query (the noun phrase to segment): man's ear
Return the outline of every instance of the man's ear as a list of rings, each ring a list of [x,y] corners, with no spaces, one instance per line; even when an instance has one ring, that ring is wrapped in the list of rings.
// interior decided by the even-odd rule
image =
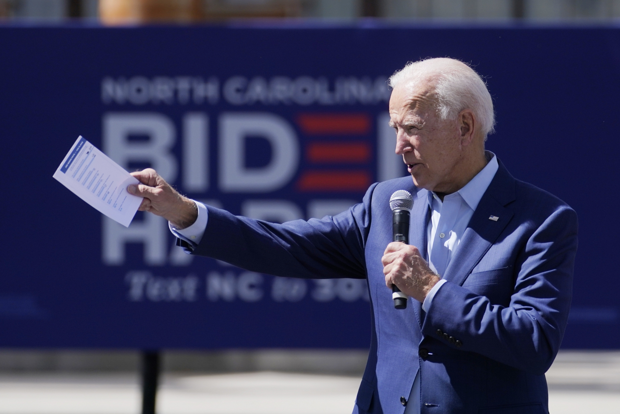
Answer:
[[[465,146],[474,140],[474,131],[477,126],[477,120],[471,109],[464,109],[458,116],[459,132],[461,134],[461,145]]]

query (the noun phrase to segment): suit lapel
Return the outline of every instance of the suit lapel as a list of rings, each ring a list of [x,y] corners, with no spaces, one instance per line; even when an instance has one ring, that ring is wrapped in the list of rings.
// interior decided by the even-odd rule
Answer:
[[[427,223],[428,220],[428,203],[427,201],[428,191],[419,190],[414,196],[414,208],[411,210],[409,223],[409,244],[418,248],[423,258],[427,256]],[[425,315],[422,310],[422,304],[417,300],[409,301],[422,329]]]
[[[463,284],[512,218],[514,213],[505,206],[514,199],[515,179],[499,161],[495,176],[474,212],[444,279],[459,286]],[[497,220],[491,220],[491,216]]]

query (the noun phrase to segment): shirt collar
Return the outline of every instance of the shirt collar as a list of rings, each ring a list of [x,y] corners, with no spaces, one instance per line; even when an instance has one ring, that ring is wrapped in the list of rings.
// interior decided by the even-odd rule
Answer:
[[[482,168],[482,171],[478,173],[475,177],[471,179],[465,186],[457,191],[459,195],[467,203],[474,211],[476,211],[478,204],[482,199],[482,196],[489,188],[489,186],[493,181],[493,178],[495,176],[499,165],[497,163],[497,157],[490,151],[485,151],[485,155],[489,162],[486,166]],[[490,158],[490,160],[489,160]],[[433,207],[433,197],[435,195],[435,192],[429,191],[428,196],[428,205]]]
[[[461,197],[463,197],[465,202],[474,211],[476,211],[476,207],[478,207],[478,203],[482,199],[485,191],[489,188],[489,184],[493,181],[493,178],[495,176],[497,169],[499,168],[499,165],[497,164],[497,157],[495,156],[495,154],[490,151],[485,151],[485,155],[487,155],[487,159],[489,156],[492,157],[487,163],[486,166],[476,174],[476,176],[472,178],[471,181],[465,184],[464,187],[458,191]]]

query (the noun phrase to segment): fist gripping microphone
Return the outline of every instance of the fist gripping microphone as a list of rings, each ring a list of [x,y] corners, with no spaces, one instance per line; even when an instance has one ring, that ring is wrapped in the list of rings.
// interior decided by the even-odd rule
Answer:
[[[399,190],[389,197],[389,208],[392,209],[392,241],[409,244],[409,217],[414,207],[414,197],[409,191]],[[407,295],[401,292],[396,285],[392,286],[392,299],[394,307],[404,309],[407,307]]]

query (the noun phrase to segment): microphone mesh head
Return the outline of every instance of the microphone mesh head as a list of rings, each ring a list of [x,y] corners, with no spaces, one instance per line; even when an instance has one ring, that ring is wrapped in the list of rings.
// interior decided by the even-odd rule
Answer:
[[[396,209],[411,211],[414,208],[414,197],[409,191],[405,190],[395,191],[392,197],[389,197],[389,208],[392,211]]]

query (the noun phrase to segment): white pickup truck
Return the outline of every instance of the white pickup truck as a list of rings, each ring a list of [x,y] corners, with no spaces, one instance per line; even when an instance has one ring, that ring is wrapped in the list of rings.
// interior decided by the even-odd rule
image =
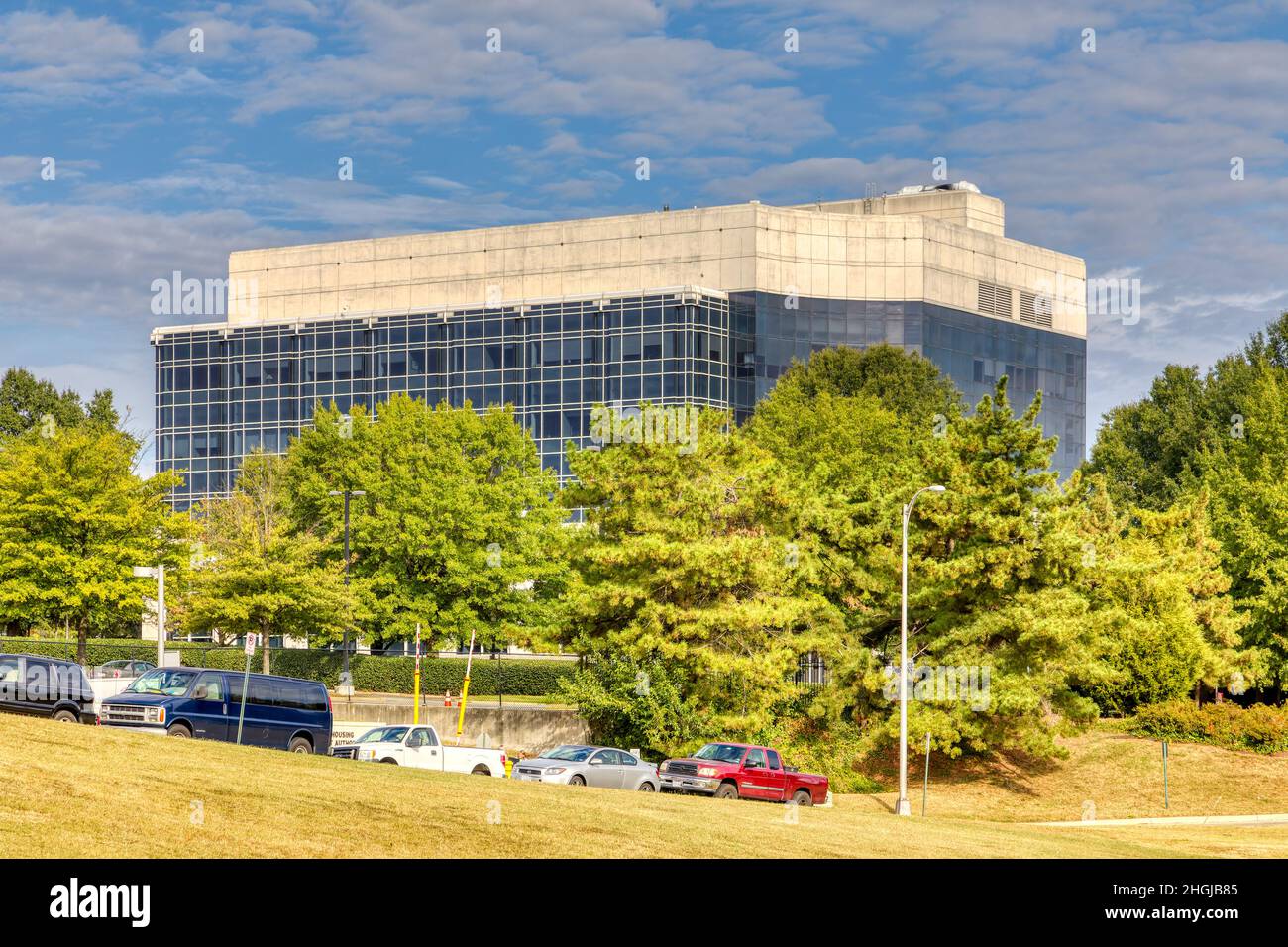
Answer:
[[[505,751],[478,746],[443,746],[438,731],[425,724],[392,724],[367,731],[353,743],[331,747],[332,756],[368,763],[394,763],[444,773],[505,778]]]

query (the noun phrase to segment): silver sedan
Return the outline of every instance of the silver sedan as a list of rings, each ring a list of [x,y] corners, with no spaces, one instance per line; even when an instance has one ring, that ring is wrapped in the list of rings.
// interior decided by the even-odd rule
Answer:
[[[657,767],[626,750],[611,746],[569,743],[514,765],[511,776],[528,782],[560,782],[568,786],[599,786],[657,792]]]

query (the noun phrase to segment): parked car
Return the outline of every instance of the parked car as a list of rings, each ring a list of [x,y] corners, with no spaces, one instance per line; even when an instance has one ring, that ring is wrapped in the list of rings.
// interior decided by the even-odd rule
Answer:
_ _ _ _ _ _ _
* [Exercise task]: Rewrite every line of the records above as a Markdown table with the columns Row and Line, numbering the rows and skipping blank lines. Leave the pictures out of the table.

* [Response below]:
| Row | Line |
|---|---|
| 1 | query (the noun phrase to segment): man's ear |
| 2 | Return the outline of every instance of the man's ear as a list of rings, each ring a list of [x,y] corners, with no spaces, one instance per line; even when an instance has one ring, that ring is wrapped in the list of rings. |
| 3 | // interior decided by the even-odd rule |
| 4 | image = |
| 5 | Answer: |
| 6 | [[[465,146],[474,140],[474,131],[477,126],[477,120],[471,109],[464,109],[458,116],[459,132],[461,134],[461,145]]] |
| 7 | query (the noun phrase to segment): suit lapel |
| 8 | Return the outline of every instance of the suit lapel as a list of rings, each ring a list of [x,y] corners, with no spaces, one instance per line; even when an instance has one ring, that ring is wrapped in the list of rings. |
| 9 | // interior decided by the even-odd rule |
| 10 | Answer: |
| 11 | [[[427,223],[428,220],[428,203],[427,201],[428,191],[419,190],[414,196],[414,208],[411,210],[409,223],[409,244],[418,248],[423,258],[427,256]],[[425,315],[422,310],[422,304],[417,300],[409,301],[422,329]]] |
| 12 | [[[463,284],[512,218],[514,213],[505,206],[514,199],[515,179],[499,161],[495,176],[474,212],[444,279],[459,286]],[[497,220],[491,220],[491,216]]] |
| 13 | query (the noun phrase to segment): shirt collar |
| 14 | Return the outline of every instance of the shirt collar as a list of rings, each ring a list of [x,y] corners, with no spaces, one instance per line; even when an instance has one ring, that ring is wrapped in the list of rings. |
| 15 | // interior decided by the even-odd rule |
| 16 | Answer: |
| 17 | [[[482,168],[482,171],[478,173],[475,177],[471,179],[465,186],[457,191],[459,195],[467,203],[474,211],[476,211],[478,204],[482,199],[482,196],[489,188],[489,186],[493,181],[493,178],[495,176],[499,165],[497,163],[497,157],[490,151],[485,151],[485,155],[489,162],[486,166]],[[490,158],[490,160],[489,160]],[[433,207],[433,197],[435,195],[435,192],[429,191],[428,196],[428,205]]] |
| 18 | [[[461,197],[463,197],[465,202],[474,211],[476,211],[476,207],[478,207],[478,203],[482,199],[485,191],[489,188],[489,184],[493,181],[493,178],[495,176],[497,169],[499,168],[499,165],[497,164],[497,157],[495,156],[495,154],[490,151],[485,151],[485,155],[487,155],[487,159],[489,156],[492,157],[487,163],[486,166],[476,174],[476,176],[472,178],[471,181],[465,184],[464,187],[458,191]]] |
| 19 | query (the noun phrase to segment): fist gripping microphone |
| 20 | Return the outline of every instance of the fist gripping microphone as a list of rings, each ring a list of [x,y] corners, with no spaces, one instance per line; even when an instance has one ring, that ring is wrapped in the list of rings. |
| 21 | // interior decided by the even-odd rule |
| 22 | Answer: |
| 23 | [[[399,190],[389,197],[389,208],[392,209],[392,241],[409,244],[409,217],[414,207],[414,197],[409,191]],[[407,295],[401,292],[396,285],[392,286],[392,299],[394,307],[404,309],[407,307]]] |
| 24 | query (the noun phrase to segment): microphone mesh head |
| 25 | Return the outline of every instance of the microphone mesh head as a list of rings, each ring a list of [x,y] corners, with no spaces, one instance per line; even when an instance has one ring, that ring is wrapped in the list of rings. |
| 26 | // interior decided by the even-odd rule |
| 27 | Answer: |
| 28 | [[[396,209],[411,211],[414,208],[414,197],[409,191],[405,190],[395,191],[392,197],[389,197],[389,208],[392,211]]] |
| 29 | query (the noun phrase to segment): white pickup truck |
| 30 | Return the outline of every instance of the white pickup truck as a list of rings, each ring a list of [x,y] corners, with no spaces, one instance per line; even when an instance has one ring, that ring is wrapped in the list of rings. |
| 31 | // interior decided by the even-odd rule |
| 32 | image = |
| 33 | Answer: |
| 34 | [[[505,751],[478,746],[443,746],[438,731],[425,724],[392,724],[367,731],[353,743],[331,747],[332,756],[368,763],[394,763],[444,773],[505,778]]] |
| 35 | query (the noun phrase to segment): silver sedan |
| 36 | Return the outline of every instance of the silver sedan as a list of rings, each ring a list of [x,y] corners, with no spaces, one instance per line; even when an instance has one ring, that ring is wrapped in the list of rings. |
| 37 | // interior decided by the even-odd rule |
| 38 | Answer: |
| 39 | [[[657,767],[626,750],[611,746],[569,743],[514,765],[511,776],[528,782],[560,782],[568,786],[599,786],[657,792]]] |
| 40 | query (the noun phrase to segment): parked car |
| 41 | Return the outline of every instance of the parked car as a list of rings, each ring a list of [x,y] corners, with no spaces, one instance per line; even when an instance has one ring, that ring is wrapped in the list of rings. |
| 42 | // interior decided by the even-odd rule |
| 43 | Answer: |